▸ TEXTE SOURCE:
● ● ●
Russie politics
Réécriture de l'histoire :
quand les
Etats-Unis s'attribuent la libération
du camp d'Auschwitz par l'armée soviétique
Karine Bechet-Golovko
Jeudi 30 janvier 2020
Les tentatives de
réécriture de l'histoire se multiplient
ces derniers temps sous l'effet de la
radicalisation du combat mené par le
Clan atlantiste, pour faire passer les
Etats-Unis d'une position dominante à un
monopole. Afin de justifier les
interventions militaires en dehors de
tout cadre légal, les régimes
d'occupation et d'expropriation menés
sur les territoires étrangers en
fonction des intérêts économiques et
stratégiques des Etats-Unis, il est
fondamental que le pays soit présenté
comme le seul représentant du Bien, le
reste ne pouvant alors qu'être le Mal
(en l'occurrence la Russie). En ce sens,
la Seconde Guerre mondiale doit être
réécrite au profit des Etats-Unis et
l'inculture grandissante actuelle
facilite la tâche. Chaque symbole est
attaqué, chaque épisode est retravaillé,
patiemment et constamment, jusqu'à
épuisement des résistances. Maintenant,
c'est au tour de la libération du camp
d'extermination d'Auschwitz-Birkenau par
l'armée soviétique, que les Etats-Unis
eux-même s'attribuent. Et ce n'est pas
une erreur, c'est une stratégie : face à
la résistance de la Russie, les
Etats-Unis doivent se mettre en
situation de monopole - sinon le monde
global ne peut être. Comme nous l'avions
écrit, les 75 ans de la libération du
camp d'extermination
d'Auschwitz-Birkenau par l'armée
soviétique, camp symbole de la barbarie
nazie, pose de plus en plus de problème
pour le système atlantiste global, en
pleine phase de radicalisation (voir
notre texte ici). Pour être global,
ce système ne peut se permettre la
concurrence politique des acteurs
majeurs, en l'occurrence les Etats-Unis
et la Russie. Sinon, le système n'est
plus global, mais multipolaire et les
Etats-Unis sont un centre comme un
autre. Un centre plus puissant que les
autres, certes, mais justement avec
d'autres centres politiques. Ce qui tue
alors le système global dans son essence
même.
● ● ●
▸ ENTRÉES FOURNIES:
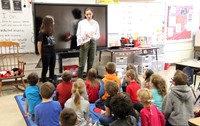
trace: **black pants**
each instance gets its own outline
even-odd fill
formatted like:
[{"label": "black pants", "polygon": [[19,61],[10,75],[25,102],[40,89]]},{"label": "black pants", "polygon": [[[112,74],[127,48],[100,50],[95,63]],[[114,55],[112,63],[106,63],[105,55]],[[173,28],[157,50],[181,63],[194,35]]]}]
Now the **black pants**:
[{"label": "black pants", "polygon": [[54,46],[42,48],[42,82],[46,82],[46,74],[49,69],[49,79],[54,80],[54,69],[56,65],[56,51]]}]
● ● ●
▸ DÉTAILS DE L'EXERCICE:
Rédigez la suite de l'article sur la libération d'Auschwitz, à partir de sa dernière phrase. Les lignes fournies ne sont pas requises pour ce travail.

▸ RÉSULTAT DE L'EXERCICE:
Jusqu'à présent,
les Etats-Unis ne montaient pas trop au
front de la réécriture de l'histoire,
afin de ne pas perdre la face. Les
instances européennes, docilement,
déclaraient l'égalité entre le nazisme
et le communisme pour finir par déclarer
que l'URSS était responsable du
déclenchement de la guerre, quand c'est
elle qui s'est faite attaquée. En cause
le fameux Pacte Molotov-Ribbentrop
conclu par l'URSS en 1939 avec
l'Allemagne nazie, passant aux trapes de
l'histoire l'enchaînement des pactes
conclus par les pays européens avec
l'Allemagne nazie ou encore le refus de
la Grande-Bretagne et de la France de
s'allier à l'URSS pour lutter contre
l'Allemagne nazie (voir
en détail ici notre texte sur ces
différents pactes et leur enchaînement).
Rien de mieux que le confort de
l'hypocrisie pour les élites politiques,
qui finit par devenir inculture pour les
masses. La Pologne et l'Ukraine,
sans même parler des pays Baltes, sont
sur le devant de la scène de la négation
du rôle de l'URSS. Ils semblent avoir
été libérés "malgré eux" et la
résurgence du néonazisme pose des
questions. Sans oublier que la Pologne a
ouvert le bal des pactes, en 1934, ce
qui a finalement, si l'on pousse le
raisonnement européen sur le sujet,
ouvert la voie à la Seconde Guerre
mondiale. Autant que la faiblesse de la
France et de la Grande-Bretagne face à
la montée de l'Allemagne nazie, qui en
1933 entérinent le Pacte à Quatre. Leur
veulerie a joué un rôle déterminant. Il
est vrai, qu'alors, ils ont tous intérêt
à cette vision atlantiste de l'histoire.
Par intelligence
politique, les Etats-Unis sont longtemps
restés en retrait de ce mouvement, qui
ne peut s'appuyer que sur la dégradation
intellectuelle et culturelle des
populations, notamment grâce aux
diverses et variées réformes de
l'enseignement scolaire autant
qu'universitaire, et au financement
sélectif de la recherche dans le
supérieur.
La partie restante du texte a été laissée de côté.